** Start of Data for processing **

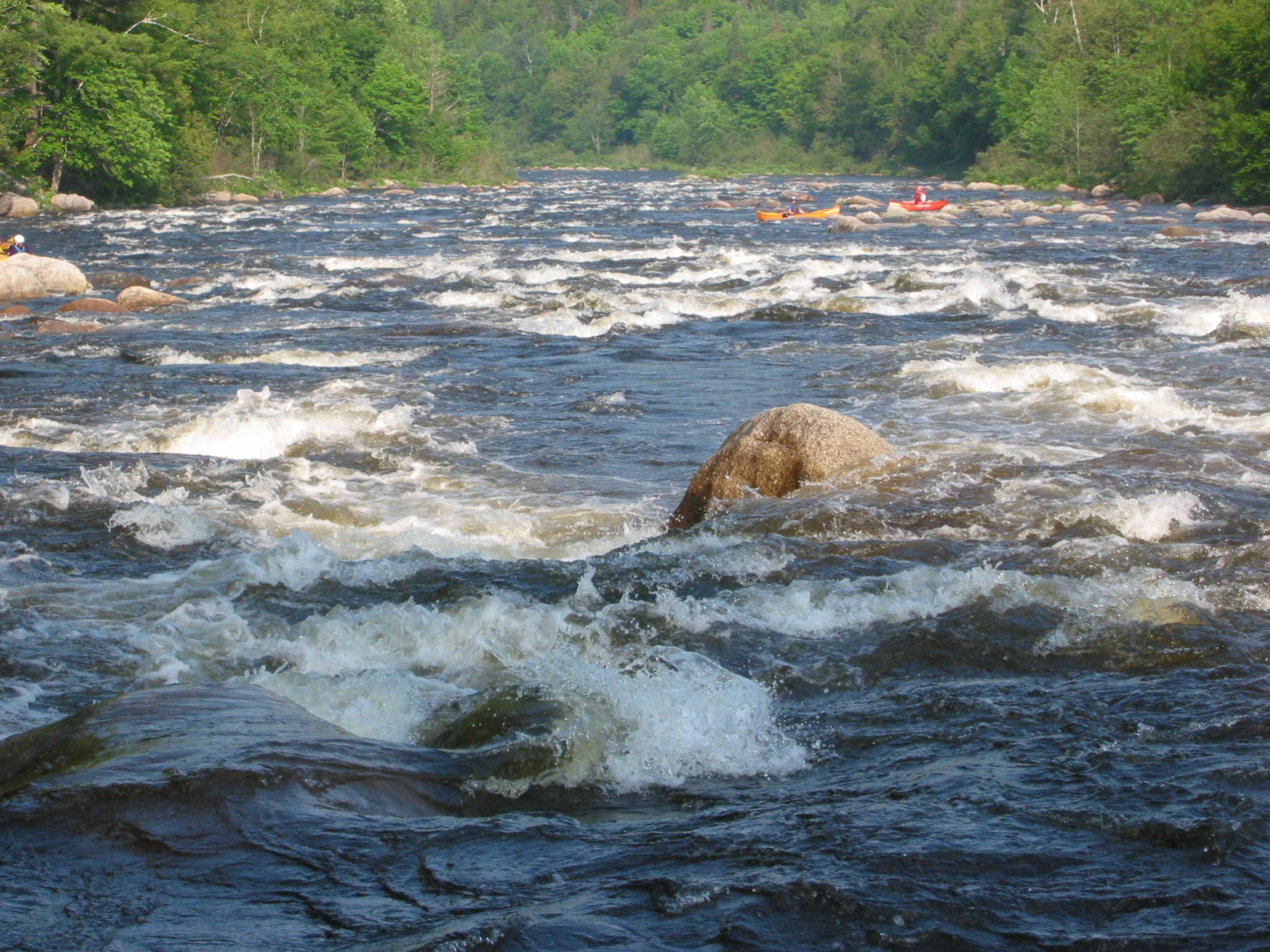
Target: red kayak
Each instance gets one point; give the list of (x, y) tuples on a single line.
[(922, 206)]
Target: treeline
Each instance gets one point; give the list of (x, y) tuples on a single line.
[(143, 100), (139, 100), (1158, 95)]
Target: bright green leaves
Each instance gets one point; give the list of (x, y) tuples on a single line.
[(110, 121)]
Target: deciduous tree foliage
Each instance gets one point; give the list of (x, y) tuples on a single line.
[(143, 100)]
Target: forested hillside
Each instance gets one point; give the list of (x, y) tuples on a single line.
[(140, 100)]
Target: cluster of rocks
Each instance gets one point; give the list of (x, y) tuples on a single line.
[(27, 277), (14, 206)]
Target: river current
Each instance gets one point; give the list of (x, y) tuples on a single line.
[(338, 610)]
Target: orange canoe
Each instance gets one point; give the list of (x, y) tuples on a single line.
[(922, 206), (817, 214)]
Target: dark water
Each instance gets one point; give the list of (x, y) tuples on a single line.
[(337, 610)]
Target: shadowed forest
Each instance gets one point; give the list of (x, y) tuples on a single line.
[(143, 102)]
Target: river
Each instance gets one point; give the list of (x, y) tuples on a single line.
[(338, 611)]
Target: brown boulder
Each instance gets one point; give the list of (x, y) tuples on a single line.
[(776, 452), (73, 203), (56, 276), (97, 305)]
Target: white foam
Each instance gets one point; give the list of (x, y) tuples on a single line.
[(164, 526), (257, 427)]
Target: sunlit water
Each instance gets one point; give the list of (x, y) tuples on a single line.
[(376, 526)]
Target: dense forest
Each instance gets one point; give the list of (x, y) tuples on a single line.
[(141, 100)]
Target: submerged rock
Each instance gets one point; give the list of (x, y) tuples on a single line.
[(138, 299), (118, 280), (776, 452), (97, 305), (59, 327)]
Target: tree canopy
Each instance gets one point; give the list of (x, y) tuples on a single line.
[(141, 102)]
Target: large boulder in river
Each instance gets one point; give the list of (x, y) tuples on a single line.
[(776, 452), (73, 203), (55, 276), (1223, 214)]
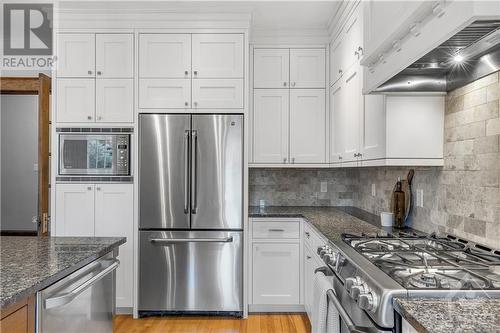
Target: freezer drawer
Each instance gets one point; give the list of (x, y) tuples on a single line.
[(82, 302), (195, 271)]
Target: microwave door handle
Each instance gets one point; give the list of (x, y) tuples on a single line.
[(186, 171), (194, 180)]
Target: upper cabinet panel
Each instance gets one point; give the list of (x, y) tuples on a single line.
[(76, 55), (307, 68), (271, 68), (115, 55), (165, 55), (217, 55)]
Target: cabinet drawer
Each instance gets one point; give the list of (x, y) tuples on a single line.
[(276, 229)]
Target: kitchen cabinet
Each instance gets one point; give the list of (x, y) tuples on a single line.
[(307, 68), (115, 100), (271, 68), (75, 210), (164, 93), (307, 126), (217, 55), (270, 125), (100, 87), (114, 218), (75, 100), (76, 55), (165, 56), (276, 273), (100, 210)]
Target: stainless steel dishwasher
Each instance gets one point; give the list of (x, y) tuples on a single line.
[(81, 302)]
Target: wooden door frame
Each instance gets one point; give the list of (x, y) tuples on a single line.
[(40, 86)]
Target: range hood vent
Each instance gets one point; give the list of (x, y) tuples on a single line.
[(470, 54)]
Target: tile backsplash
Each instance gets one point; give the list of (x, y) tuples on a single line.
[(462, 198)]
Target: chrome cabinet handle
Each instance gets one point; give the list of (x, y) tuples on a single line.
[(194, 169), (186, 171), (191, 240), (69, 296)]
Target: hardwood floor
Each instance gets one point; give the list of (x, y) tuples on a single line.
[(256, 323)]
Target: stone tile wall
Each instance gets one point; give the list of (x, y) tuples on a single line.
[(462, 198)]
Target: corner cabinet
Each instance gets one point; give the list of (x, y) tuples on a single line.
[(100, 210), (95, 78)]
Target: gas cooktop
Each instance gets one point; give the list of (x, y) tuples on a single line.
[(418, 261)]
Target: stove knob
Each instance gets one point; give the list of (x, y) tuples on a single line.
[(366, 301)]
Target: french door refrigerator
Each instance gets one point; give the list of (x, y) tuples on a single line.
[(190, 214)]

** End of Data for processing **

### Work to complete
Format the lines of all the items above as a numbered list, leaving out blank lines. Omit the pictures.

### Full output
1. Target: red kayak
2. Each instance gets one point; give the list of (x, y) tuples on a single line.
3. [(922, 206)]
4. Target: treeline
5. Each instance gets one point; give the list of (x, y) tuples on a single line.
6. [(143, 100), (139, 100), (1158, 95)]
7. Target: bright green leaves
8. Each instance gets one point; give the list of (x, y) tuples on a single line.
9. [(110, 121)]
10. Target: deciduous tree foliage
11. Each instance gets one point; give the list of (x, y) tuples on a single line.
12. [(143, 100)]
13. Target: forested hillside
14. Each instance gets one point; give the list of (x, y) tuples on a single line.
15. [(140, 100)]
16. Target: cluster of rocks
17. Each instance gets one point; give the list of (x, y) tuples on a single line.
18. [(27, 277), (14, 206)]
19. Target: river current
20. Each instance gets one point; give the list of (x, y) tuples on a single line.
21. [(338, 610)]
22. Target: orange canoe
23. Each instance gets one point; give the list of (x, y) tuples on a single line.
24. [(922, 206), (817, 214)]
25. Target: dark water
26. Each instance gets one point; give the list of (x, y) tuples on a single line.
27. [(337, 610)]
28. Target: shadowed forest
29. Each instance gets one point; give the list of (x, y) tuples on a single line.
30. [(143, 102)]
31. Target: river
32. Each instance gets one point; give the list of (x, y) tuples on a single line.
33. [(338, 611)]
34. Target: brown boulder
35. Each instance gets one point; give the list of (x, y) tuples on a single line.
36. [(776, 452), (73, 203), (56, 276), (97, 305)]
37. Target: white foam
38. Each instance gets one point; give the list of (x, y) tuples on a single line.
39. [(164, 526), (257, 427)]
40. Target: sunlit water
41. Each instance gets one point; give the list of (x, y) tuples on a single line.
42. [(376, 526)]
43. Target: dense forest
44. Each instance gets one point; give the list of (x, y) tuples on a single line.
45. [(141, 100)]
46. Target: submerged rock
47. Each instance gets one point; give the list of (x, y) tuples on a single line.
48. [(138, 299), (118, 280), (776, 452), (97, 305), (59, 327)]
49. Target: tree canopy
50. Each instance gets one point; give the list of (x, y) tuples on a single line.
51. [(141, 102)]
52. Target: large boulder in river
53. Each instance gets one point; give the list of (x, y) tuples on a single line.
54. [(776, 452), (73, 203), (55, 276), (1223, 214)]
55. Target: freezer drawer
56. Each instance gets one point; give the list of (x, y) tuples on a single line.
57. [(82, 302), (195, 271)]
58. Target: microwave door handle
59. Each instance gets one point; give the list of (x, y) tuples on a single line.
60. [(186, 171), (194, 180)]
61. Target: upper cabinet panel
62. Each instance gets one point; give the list of (x, y) tuples on a single line.
63. [(76, 55), (307, 68), (271, 68), (115, 55), (165, 55), (217, 55)]
64. Target: cabinet drawer
65. Each instance gets one point; give the list of (x, y) tuples on a single line.
66. [(276, 229)]
67. Target: kitchen cabinet
68. Each instance gets one point; give the list of (x, y) tuples on a single line.
69. [(307, 68), (115, 100), (271, 68), (75, 210), (164, 93), (307, 126), (217, 55), (270, 125), (100, 87), (114, 218), (75, 100), (76, 55), (165, 56), (276, 273), (100, 210)]
70. Target: stainless steel dishwasher
71. Each instance gets one point; give the list of (x, y) tuples on a single line.
72. [(81, 302)]
73. Target: wooden door frame
74. Each instance gets one point; give the list of (x, y) tuples on a single line.
75. [(40, 86)]
76. Target: range hood vent
77. Each instance gets one point; give the list of (x, y) tuples on a single line.
78. [(470, 54)]
79. Target: tile backsplash
80. Each instance gets one point; give the list of (x, y) tuples on a single line.
81. [(462, 198)]
82. Target: chrome cabinet handle
83. Each instance gets one point; give the list of (x, y) tuples on a single line.
84. [(194, 169), (186, 171), (191, 240), (69, 296)]
85. Target: hardwood floor
86. Each instance gets one point; give the list of (x, y) tuples on a single line.
87. [(256, 323)]
88. Target: stone tile wall
89. Each instance gets one point; give the list of (x, y) tuples on a single line.
90. [(462, 198)]
91. Target: corner cabinet
92. Each instance gets one point; give the list of (x, y) tuples on a single line.
93. [(100, 210), (95, 78)]
94. Target: gas cooktop
95. Each instance gets one point; give the list of (x, y) tuples on a single line.
96. [(418, 261)]
97. Target: stove knob
98. Each instance gets one point; give the list of (x, y) tuples on a single line.
99. [(366, 301)]
100. Target: french door refrigerator
101. Each instance gets one point; give the list of (x, y) tuples on a single line.
102. [(190, 214)]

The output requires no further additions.